* **Task requirements**:
Reduce the material below to its lines containing "form".

* **Data supplied**:
--- START ---

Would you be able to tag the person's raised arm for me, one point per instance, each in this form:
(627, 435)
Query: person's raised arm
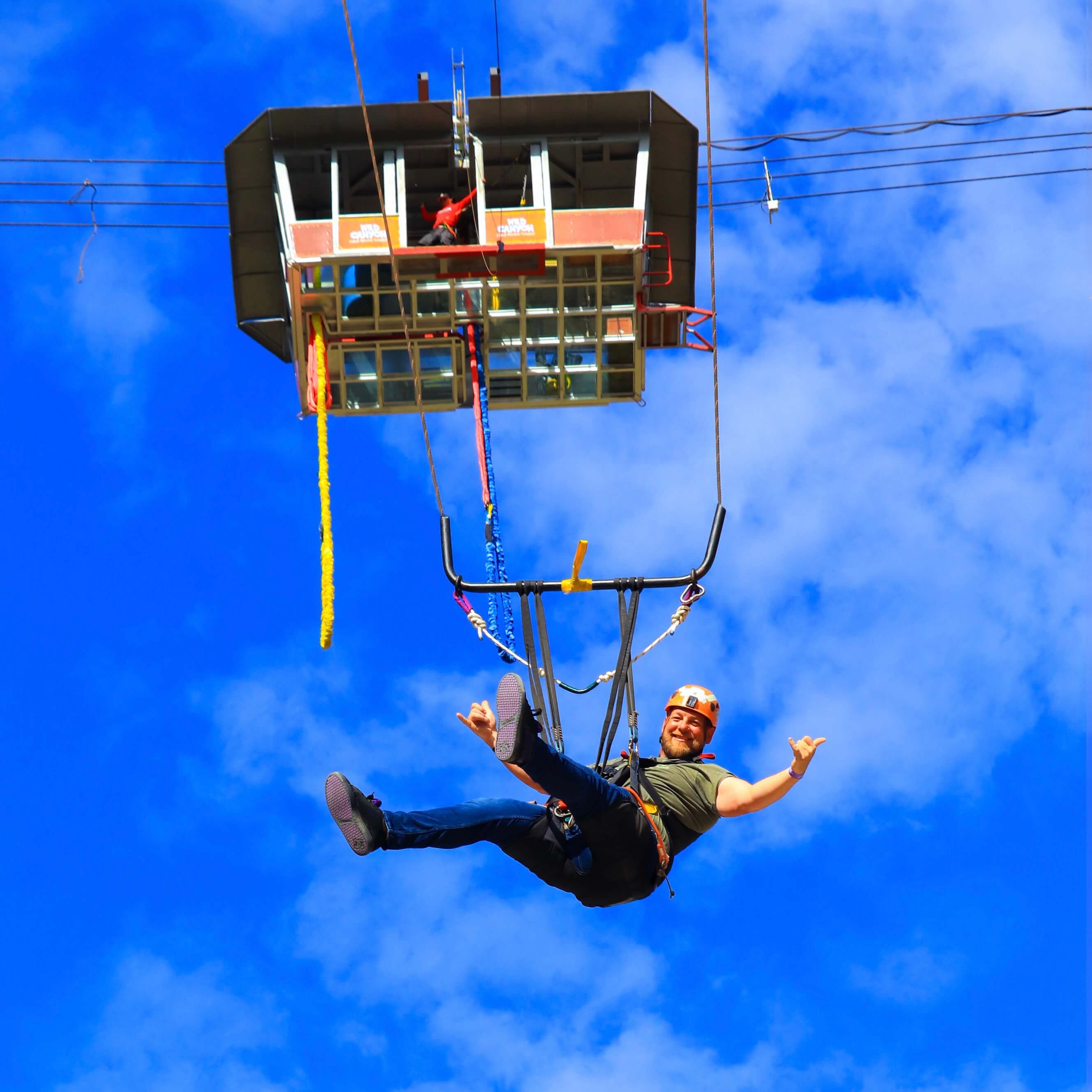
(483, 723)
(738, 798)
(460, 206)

--- END ---
--- START ---

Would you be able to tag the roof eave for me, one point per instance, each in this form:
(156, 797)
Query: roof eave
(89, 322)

--- END ---

* **Answer box**:
Would you be able to tag the person's raised arm for me, one point per instance, each in this form:
Would you be able to tag the roof eave for me, one point per instance, each in this form:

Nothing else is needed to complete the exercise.